> _Task description_
Can you transcribe, line for line and without changes, the part of the records below that opens with the line containing "In the photo above, where can the black screen" and closes with the line containing "(1257, 749)"? Include both of those lines and nothing outside them.

+===+

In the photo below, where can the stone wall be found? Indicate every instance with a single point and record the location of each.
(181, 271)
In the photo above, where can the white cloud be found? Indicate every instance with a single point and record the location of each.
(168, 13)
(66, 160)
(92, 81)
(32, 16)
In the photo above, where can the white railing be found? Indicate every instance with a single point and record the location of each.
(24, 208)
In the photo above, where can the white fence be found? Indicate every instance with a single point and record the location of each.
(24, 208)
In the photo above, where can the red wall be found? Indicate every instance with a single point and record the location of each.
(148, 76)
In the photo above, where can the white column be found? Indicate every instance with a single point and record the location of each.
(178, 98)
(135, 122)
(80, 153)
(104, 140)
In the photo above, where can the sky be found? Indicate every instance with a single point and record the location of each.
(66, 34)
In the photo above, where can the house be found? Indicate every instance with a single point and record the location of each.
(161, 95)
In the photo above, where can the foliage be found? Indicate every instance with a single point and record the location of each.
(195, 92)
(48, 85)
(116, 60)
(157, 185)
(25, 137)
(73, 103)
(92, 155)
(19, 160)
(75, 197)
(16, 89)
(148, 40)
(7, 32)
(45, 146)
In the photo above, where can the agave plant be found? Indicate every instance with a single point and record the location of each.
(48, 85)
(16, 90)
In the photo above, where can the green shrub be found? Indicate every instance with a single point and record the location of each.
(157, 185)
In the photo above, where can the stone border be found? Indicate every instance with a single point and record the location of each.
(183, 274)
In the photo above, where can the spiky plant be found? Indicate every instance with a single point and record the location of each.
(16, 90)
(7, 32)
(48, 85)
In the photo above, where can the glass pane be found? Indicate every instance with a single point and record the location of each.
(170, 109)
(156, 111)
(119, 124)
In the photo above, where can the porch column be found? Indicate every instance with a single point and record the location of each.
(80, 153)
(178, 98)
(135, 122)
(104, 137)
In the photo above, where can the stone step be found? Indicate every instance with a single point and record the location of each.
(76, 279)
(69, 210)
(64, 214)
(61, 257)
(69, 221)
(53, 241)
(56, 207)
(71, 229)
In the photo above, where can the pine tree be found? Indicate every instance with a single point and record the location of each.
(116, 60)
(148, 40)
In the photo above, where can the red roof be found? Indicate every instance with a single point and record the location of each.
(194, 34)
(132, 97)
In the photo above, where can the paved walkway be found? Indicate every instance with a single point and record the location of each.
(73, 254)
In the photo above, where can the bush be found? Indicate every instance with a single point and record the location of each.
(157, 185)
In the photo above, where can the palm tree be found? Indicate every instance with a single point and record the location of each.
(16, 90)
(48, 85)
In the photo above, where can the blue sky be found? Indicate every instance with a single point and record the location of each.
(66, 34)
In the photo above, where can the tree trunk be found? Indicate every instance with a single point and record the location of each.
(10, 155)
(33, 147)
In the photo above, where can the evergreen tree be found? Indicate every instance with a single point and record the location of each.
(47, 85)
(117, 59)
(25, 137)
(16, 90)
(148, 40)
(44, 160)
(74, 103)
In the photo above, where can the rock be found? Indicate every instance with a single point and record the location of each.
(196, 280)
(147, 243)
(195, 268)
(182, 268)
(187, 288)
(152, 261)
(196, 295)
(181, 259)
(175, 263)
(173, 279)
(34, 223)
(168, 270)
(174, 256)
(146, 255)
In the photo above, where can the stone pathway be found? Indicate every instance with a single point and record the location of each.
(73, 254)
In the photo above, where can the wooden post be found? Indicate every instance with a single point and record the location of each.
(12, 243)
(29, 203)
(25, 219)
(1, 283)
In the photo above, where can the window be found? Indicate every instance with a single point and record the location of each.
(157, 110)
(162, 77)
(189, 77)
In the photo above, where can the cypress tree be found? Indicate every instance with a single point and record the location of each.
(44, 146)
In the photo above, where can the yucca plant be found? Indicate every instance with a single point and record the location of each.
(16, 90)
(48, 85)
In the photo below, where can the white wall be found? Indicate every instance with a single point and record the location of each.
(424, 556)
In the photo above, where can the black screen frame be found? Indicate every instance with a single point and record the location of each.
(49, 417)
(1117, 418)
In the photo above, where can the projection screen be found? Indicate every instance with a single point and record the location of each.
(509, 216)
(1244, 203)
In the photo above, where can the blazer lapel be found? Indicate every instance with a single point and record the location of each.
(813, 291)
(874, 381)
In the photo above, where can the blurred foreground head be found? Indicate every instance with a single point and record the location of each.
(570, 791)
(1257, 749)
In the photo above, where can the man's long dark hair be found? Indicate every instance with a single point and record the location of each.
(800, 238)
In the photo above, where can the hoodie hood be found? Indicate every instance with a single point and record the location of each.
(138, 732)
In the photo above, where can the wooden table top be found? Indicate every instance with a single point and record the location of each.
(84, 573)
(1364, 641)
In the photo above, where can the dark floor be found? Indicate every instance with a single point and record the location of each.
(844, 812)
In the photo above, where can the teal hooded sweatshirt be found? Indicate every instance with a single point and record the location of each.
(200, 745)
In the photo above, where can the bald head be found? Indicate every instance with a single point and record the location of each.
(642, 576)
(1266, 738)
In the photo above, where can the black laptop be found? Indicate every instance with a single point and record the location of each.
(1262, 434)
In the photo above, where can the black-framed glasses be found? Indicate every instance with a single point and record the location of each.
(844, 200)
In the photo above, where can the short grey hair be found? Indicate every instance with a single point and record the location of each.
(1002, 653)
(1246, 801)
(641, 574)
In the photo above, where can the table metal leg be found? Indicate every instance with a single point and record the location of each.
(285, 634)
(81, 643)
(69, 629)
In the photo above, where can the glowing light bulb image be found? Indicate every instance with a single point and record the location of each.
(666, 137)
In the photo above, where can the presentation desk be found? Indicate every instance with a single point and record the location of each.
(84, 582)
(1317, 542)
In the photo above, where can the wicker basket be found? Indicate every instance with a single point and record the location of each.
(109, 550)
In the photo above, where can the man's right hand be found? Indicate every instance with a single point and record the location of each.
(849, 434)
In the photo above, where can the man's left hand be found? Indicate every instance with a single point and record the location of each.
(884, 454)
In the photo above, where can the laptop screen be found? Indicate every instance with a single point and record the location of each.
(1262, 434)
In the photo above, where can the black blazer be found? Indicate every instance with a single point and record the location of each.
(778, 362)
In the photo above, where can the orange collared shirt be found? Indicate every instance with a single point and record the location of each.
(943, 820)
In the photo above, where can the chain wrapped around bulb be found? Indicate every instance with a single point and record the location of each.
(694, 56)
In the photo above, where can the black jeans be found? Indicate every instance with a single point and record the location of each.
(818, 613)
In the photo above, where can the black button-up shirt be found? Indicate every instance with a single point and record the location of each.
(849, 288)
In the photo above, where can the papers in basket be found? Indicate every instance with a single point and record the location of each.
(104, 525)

+===+

> _Completed task_
In the photo above, where can the black screen frame be found? Indicate every instance with a single point and record the location of each.
(49, 417)
(1117, 418)
In the photo above, where can the projection screen be found? Indicate every instance with a single point and record the location of each.
(509, 216)
(1244, 203)
In the photo above, where can the blazer lapel be found? Indicate every instance with a single point and record the location of each.
(813, 291)
(874, 381)
In the photo above, where can the blurred foreground head be found? Indicate every instance with a single point and record the location of each.
(570, 791)
(1257, 749)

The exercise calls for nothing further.